What to produce
Write out again only the lines running from the one that contains "Where can the blurred" to the end of the records below, including both the first and the last.

— START OF Records provided —

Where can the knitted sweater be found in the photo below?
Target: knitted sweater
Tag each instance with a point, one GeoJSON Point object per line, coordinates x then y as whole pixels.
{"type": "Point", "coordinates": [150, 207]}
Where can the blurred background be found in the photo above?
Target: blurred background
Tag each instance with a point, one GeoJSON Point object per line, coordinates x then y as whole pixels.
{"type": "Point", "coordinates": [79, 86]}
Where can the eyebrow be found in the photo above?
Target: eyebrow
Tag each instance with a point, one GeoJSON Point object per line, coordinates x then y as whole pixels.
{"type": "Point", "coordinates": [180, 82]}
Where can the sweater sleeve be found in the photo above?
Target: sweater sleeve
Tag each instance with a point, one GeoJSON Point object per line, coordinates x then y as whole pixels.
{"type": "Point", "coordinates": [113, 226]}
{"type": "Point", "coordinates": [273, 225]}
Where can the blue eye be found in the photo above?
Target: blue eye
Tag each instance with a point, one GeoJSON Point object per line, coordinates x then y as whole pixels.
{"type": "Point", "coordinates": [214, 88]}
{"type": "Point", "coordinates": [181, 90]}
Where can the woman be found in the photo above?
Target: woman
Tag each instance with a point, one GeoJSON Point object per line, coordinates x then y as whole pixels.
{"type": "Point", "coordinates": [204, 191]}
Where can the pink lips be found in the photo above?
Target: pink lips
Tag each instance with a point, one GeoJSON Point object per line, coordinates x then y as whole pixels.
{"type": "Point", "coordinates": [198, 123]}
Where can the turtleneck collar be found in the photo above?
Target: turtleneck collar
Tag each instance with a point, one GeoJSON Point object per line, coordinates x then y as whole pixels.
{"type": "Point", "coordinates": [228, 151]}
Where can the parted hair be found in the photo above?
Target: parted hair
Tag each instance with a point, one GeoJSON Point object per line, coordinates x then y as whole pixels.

— END OF Records provided —

Solution for this task
Where can the blurred background be found in the photo above?
Target: blurred background
Tag each instance with a point, one GeoJSON Point object per line, coordinates x then y as whole pixels.
{"type": "Point", "coordinates": [79, 86]}
Where can the eyebrow be found in the photo above?
Target: eyebrow
Tag each instance with a point, one GeoJSON Point object per line, coordinates x then y as whole pixels.
{"type": "Point", "coordinates": [180, 82]}
Where can the sweater sleeve be found in the photo above?
Target: sweater sleeve
Tag each instance with a point, one GeoJSON Point object per line, coordinates x then y as whole pixels.
{"type": "Point", "coordinates": [113, 226]}
{"type": "Point", "coordinates": [273, 225]}
Where can the blue eye be found in the photo above?
Target: blue eye
Tag each instance with a point, one GeoJSON Point object per line, coordinates x then y as whole pixels.
{"type": "Point", "coordinates": [214, 88]}
{"type": "Point", "coordinates": [181, 90]}
Where can the woman be found in the photo above?
Target: woman
Tag each instance with a point, one GeoJSON Point object per line, coordinates x then y as whole pixels.
{"type": "Point", "coordinates": [204, 191]}
Where can the pink lips be found in the photo above?
Target: pink lips
Tag each instance with a point, one GeoJSON Point object per line, coordinates x then y as whole pixels.
{"type": "Point", "coordinates": [198, 123]}
Where can the turtleneck collar be found in the photo above?
Target: turtleneck collar
Tag each instance with a point, one GeoJSON Point object per line, coordinates x then y as whole pixels.
{"type": "Point", "coordinates": [228, 151]}
Where can the parted hair be found in the photo above?
Target: parted hair
Tag each instance with a point, one GeoJSON Point object per line, coordinates x then y as whole pixels.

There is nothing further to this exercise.